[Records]
_ _ _ _ _ _ _

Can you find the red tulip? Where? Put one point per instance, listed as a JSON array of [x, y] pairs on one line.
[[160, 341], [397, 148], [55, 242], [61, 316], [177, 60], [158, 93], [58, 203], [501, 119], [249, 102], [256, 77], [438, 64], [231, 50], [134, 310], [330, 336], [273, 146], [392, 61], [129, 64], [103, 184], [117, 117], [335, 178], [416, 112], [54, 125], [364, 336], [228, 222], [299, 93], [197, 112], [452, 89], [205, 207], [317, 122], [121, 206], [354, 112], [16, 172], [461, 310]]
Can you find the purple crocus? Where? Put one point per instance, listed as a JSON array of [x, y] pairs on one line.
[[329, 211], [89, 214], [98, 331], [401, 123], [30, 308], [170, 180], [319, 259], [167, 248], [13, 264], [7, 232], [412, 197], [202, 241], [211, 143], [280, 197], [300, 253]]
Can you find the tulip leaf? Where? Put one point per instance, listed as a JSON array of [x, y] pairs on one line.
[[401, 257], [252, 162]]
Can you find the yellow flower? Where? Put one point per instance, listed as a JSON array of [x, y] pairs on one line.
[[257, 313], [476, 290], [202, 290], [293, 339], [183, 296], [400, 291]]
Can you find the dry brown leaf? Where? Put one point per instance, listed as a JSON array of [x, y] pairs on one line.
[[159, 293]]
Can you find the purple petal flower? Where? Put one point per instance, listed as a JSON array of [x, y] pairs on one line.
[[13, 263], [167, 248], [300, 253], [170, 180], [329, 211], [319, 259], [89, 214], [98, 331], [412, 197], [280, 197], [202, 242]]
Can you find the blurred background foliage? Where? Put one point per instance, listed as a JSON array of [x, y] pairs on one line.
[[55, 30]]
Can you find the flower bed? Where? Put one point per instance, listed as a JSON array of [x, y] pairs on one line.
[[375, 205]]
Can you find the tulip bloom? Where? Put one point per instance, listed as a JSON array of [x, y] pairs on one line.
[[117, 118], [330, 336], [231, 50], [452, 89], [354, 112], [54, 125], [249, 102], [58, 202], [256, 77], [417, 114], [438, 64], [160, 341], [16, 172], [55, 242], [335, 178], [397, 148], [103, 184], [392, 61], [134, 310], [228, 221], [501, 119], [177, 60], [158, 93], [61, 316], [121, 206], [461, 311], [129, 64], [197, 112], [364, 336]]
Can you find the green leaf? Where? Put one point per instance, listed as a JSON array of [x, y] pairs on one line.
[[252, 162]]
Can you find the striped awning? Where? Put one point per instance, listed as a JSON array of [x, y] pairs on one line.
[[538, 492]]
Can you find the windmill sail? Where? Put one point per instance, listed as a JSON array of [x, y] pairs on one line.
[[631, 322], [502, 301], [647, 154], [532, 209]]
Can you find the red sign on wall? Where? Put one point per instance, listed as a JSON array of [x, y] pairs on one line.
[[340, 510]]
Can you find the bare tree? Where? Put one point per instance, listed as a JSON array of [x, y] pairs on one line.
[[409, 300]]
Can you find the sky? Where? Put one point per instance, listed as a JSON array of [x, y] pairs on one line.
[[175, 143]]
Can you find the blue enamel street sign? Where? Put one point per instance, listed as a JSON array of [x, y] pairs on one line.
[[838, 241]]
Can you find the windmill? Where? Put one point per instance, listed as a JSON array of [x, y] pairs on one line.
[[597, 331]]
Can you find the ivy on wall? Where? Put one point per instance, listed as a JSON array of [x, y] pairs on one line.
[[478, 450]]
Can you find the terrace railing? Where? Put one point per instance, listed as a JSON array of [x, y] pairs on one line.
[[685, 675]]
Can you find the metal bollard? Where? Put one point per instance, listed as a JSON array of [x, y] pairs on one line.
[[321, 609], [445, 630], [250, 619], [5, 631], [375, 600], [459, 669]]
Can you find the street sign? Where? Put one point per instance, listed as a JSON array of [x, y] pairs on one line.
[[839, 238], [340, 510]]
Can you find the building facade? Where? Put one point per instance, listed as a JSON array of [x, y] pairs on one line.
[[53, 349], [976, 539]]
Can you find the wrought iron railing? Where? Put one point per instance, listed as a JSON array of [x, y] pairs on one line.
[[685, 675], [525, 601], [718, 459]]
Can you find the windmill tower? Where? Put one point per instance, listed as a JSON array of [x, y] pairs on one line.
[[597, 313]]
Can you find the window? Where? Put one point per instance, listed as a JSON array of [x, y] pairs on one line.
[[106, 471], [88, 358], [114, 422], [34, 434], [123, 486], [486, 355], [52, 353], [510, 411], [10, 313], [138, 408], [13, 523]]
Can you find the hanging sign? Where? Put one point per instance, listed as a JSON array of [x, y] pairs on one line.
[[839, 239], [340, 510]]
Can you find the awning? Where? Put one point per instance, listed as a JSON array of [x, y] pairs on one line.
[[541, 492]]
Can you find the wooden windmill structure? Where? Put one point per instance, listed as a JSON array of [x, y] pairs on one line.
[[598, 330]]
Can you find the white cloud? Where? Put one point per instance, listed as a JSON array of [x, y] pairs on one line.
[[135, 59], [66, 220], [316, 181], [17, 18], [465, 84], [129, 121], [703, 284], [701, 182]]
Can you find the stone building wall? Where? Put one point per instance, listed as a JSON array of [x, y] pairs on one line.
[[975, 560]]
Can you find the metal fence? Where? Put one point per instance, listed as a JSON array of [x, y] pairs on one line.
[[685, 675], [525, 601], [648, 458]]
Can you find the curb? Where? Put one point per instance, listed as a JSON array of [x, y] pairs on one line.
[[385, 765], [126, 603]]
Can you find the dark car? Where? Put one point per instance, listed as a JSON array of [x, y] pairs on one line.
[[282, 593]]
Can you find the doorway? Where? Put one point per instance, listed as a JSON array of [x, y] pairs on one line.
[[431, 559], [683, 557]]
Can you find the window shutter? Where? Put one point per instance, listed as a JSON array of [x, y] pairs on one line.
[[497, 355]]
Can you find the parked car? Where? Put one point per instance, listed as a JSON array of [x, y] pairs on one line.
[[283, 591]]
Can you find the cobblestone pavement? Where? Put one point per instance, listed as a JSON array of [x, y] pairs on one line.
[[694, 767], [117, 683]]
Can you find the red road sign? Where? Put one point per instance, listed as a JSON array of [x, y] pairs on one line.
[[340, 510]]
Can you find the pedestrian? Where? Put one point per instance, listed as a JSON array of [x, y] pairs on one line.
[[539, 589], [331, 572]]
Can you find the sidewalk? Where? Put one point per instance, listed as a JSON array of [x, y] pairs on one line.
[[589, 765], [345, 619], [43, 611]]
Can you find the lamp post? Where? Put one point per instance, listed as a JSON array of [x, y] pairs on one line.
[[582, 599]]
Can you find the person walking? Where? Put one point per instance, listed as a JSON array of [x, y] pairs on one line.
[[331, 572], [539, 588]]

_ _ _ _ _ _ _

**PROBLEM REQUIREMENTS:**
Reproduce the listing, starting with the line that contains "Can you find the ivy" and going on through the line that contains "600], [459, 669]]". Leave the lines that ask for locations unchanged, and increase every x and y coordinate in the point lists by 45.

**OUTPUT:**
Can you find the ivy on wall? Where? Put one point per instance, listed as a JSON array of [x, y] pairs on one line.
[[523, 495]]
Can you find the terrace railing? Where? Put one point per instance, listed as a JSON array of [x, y] pairs on one line.
[[730, 720]]
Can you find the metal bollard? Where? Put one point per instance, listed as a JSON array of [x, y] pairs on one line.
[[366, 654], [490, 675], [295, 664], [50, 676], [420, 645], [504, 714]]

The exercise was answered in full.